Action item:
An exact reproduction of the lines from the one with "positive clicks: (354, 35) (360, 38)" to the end of the data below is required. No other lines may be included.
Start of Data for review
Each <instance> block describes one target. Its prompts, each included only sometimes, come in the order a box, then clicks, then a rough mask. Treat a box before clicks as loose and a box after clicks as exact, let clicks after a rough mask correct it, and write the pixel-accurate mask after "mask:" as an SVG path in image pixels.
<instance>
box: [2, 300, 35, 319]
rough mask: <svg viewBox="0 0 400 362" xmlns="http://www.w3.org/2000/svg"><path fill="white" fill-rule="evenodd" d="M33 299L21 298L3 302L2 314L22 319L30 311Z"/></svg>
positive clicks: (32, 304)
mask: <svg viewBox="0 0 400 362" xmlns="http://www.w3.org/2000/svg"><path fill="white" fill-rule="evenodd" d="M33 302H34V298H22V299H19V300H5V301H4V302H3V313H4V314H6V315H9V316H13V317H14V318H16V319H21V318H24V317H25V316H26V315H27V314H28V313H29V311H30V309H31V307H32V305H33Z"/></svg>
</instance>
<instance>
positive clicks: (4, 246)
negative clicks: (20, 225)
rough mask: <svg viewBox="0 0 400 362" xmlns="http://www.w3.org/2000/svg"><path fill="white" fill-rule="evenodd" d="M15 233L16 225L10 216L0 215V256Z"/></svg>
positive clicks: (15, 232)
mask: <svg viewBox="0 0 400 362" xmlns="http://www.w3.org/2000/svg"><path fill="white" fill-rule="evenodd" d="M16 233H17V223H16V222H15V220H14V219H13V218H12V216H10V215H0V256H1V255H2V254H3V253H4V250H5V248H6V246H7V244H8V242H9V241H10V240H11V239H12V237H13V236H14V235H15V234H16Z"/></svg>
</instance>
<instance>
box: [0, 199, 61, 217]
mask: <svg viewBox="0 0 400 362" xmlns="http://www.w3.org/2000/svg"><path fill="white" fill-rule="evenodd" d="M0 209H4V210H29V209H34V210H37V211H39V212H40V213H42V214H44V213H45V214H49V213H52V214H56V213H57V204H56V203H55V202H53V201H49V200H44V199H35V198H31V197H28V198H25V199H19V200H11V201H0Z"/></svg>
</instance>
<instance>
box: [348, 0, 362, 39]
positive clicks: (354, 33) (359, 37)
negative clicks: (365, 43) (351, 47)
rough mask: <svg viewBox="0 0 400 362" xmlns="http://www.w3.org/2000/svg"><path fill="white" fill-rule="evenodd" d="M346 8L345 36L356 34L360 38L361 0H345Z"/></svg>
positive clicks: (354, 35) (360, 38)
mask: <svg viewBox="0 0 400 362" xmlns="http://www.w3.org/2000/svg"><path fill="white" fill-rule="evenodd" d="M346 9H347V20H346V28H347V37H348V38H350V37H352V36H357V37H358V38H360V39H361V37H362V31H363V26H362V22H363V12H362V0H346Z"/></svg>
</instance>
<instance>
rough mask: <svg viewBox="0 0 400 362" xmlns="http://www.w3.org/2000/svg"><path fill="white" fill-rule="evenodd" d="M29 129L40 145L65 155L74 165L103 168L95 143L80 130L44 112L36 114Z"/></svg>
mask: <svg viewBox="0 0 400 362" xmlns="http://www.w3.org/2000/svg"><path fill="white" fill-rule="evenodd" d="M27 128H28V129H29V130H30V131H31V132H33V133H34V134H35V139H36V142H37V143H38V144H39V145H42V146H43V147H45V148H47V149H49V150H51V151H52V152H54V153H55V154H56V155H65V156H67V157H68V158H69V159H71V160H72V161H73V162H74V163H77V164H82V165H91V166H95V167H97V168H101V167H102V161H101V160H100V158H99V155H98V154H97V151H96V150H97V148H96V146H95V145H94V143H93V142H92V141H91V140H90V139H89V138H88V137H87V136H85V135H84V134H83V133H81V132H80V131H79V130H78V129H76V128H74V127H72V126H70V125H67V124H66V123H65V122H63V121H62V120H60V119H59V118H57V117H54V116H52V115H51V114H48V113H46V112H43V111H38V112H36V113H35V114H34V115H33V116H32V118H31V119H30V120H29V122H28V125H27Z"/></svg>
End of Data for review
Reply:
positive clicks: (354, 35) (360, 38)
mask: <svg viewBox="0 0 400 362" xmlns="http://www.w3.org/2000/svg"><path fill="white" fill-rule="evenodd" d="M346 9H347V20H346V28H347V37H348V38H350V37H352V36H357V37H358V38H360V39H361V37H362V31H363V26H362V22H363V12H362V0H346Z"/></svg>
</instance>
<instance>
rough mask: <svg viewBox="0 0 400 362" xmlns="http://www.w3.org/2000/svg"><path fill="white" fill-rule="evenodd" d="M29 129L40 145L65 155L74 165L103 168L95 143L80 130L44 112L36 114Z"/></svg>
mask: <svg viewBox="0 0 400 362" xmlns="http://www.w3.org/2000/svg"><path fill="white" fill-rule="evenodd" d="M27 128H28V129H29V130H30V131H31V132H33V133H34V134H35V139H36V142H37V143H38V144H39V145H42V146H43V147H45V148H47V149H49V150H51V151H52V152H54V153H55V154H56V155H65V156H67V157H68V158H69V159H71V160H72V161H73V162H74V163H77V164H82V165H91V166H95V167H97V168H101V167H102V161H101V160H100V158H99V155H98V154H97V151H96V150H97V148H96V146H95V145H94V143H93V142H92V141H91V140H90V139H89V138H88V137H87V136H85V135H84V134H83V133H81V132H80V131H79V130H78V129H76V128H74V127H72V126H70V125H67V124H66V123H65V122H63V121H62V120H60V119H59V118H57V117H54V116H52V115H51V114H48V113H46V112H43V111H38V112H36V113H35V114H34V115H33V116H32V118H31V119H30V120H29V122H28V125H27Z"/></svg>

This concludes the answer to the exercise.